EXERCISE AIM | Please write each entry out again exactly as shown.

>>

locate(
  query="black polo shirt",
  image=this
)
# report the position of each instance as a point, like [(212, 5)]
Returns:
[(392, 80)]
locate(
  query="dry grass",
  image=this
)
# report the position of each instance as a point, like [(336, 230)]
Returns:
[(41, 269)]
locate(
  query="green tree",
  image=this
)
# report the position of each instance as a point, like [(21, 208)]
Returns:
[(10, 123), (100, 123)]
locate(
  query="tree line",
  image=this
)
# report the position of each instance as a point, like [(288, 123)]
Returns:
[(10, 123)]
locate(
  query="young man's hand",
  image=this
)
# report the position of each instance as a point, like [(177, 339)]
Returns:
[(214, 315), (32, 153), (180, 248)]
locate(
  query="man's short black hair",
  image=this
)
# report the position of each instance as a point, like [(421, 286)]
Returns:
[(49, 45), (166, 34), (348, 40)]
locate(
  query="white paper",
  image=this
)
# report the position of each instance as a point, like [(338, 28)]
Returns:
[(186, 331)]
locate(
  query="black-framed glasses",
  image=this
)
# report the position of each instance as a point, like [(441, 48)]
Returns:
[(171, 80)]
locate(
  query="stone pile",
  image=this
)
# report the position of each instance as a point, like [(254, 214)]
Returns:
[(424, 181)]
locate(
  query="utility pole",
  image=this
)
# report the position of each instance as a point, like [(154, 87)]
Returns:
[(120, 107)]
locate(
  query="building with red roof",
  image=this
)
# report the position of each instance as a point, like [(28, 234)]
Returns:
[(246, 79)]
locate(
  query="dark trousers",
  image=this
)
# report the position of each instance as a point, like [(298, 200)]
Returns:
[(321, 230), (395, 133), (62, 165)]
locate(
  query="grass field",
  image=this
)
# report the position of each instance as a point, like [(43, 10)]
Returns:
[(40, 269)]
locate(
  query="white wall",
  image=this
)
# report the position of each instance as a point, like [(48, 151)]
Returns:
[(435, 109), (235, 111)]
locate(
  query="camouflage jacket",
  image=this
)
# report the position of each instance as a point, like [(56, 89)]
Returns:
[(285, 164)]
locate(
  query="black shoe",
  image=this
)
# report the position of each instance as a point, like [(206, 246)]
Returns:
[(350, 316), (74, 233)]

<<

EXERCISE RESPONSE |
locate(
  query="black polo shirt",
  image=this
)
# report the position of each instance as a point, like [(212, 5)]
Returns:
[(392, 80)]
locate(
  query="dry grass",
  image=this
)
# report the position of each instance as a point, like [(336, 230)]
Returns:
[(41, 269)]
locate(
  query="green tree",
  image=this
)
# report the position of each instance as a point, like [(21, 208)]
Returns:
[(10, 123), (100, 123)]
locate(
  query="tree line",
  image=this
)
# report the position of each instance as a point, like [(288, 123)]
Returns:
[(10, 123)]
locate(
  query="young man's hand",
  image=this
)
# report the position of each instance as a point, like [(177, 339)]
Returns:
[(214, 315), (32, 153), (180, 248)]
locate(
  query="man's short black hair",
  image=this
)
# report the position of each instance as a point, like [(421, 286)]
Returns:
[(49, 45), (166, 34), (348, 40)]
locate(
  query="white paper",
  image=this
)
# report the position of each instance as a point, like [(338, 28)]
Returns:
[(186, 331)]
locate(
  query="black-framed glasses",
  image=this
)
# report the position of each instance as a point, like [(441, 48)]
Returns:
[(171, 80)]
locate(
  query="stone pile",
  image=this
)
# report the position of each instance as a point, like [(254, 214)]
Returns:
[(424, 181)]
locate(
  query="utility pole",
  image=this
)
# report the position of each instance as a point, like [(154, 87)]
Returns:
[(120, 107)]
locate(
  query="building with red roof",
  image=this
)
# report the position of each instance as a point, like [(28, 234)]
Returns:
[(246, 79)]
locate(
  query="dark trousers",
  image=this
)
# report the position of each instance as a point, like [(298, 200)]
Returns:
[(321, 230), (395, 133), (62, 165)]
locate(
  query="grass field",
  image=this
)
# report the position of each instance as a point, like [(43, 10)]
Returns:
[(40, 269)]
locate(
  query="white wall",
  image=this
)
# report the position of each instance as a point, like [(48, 151)]
Returns:
[(435, 109), (235, 111)]
locate(
  query="camouflage jacket",
  image=this
)
# report the position of each instance as a point, like [(56, 89)]
Returns:
[(285, 164)]
locate(
  query="black shoe",
  image=this
)
# report the position of each instance as a point, like [(206, 246)]
Returns:
[(350, 316), (74, 233)]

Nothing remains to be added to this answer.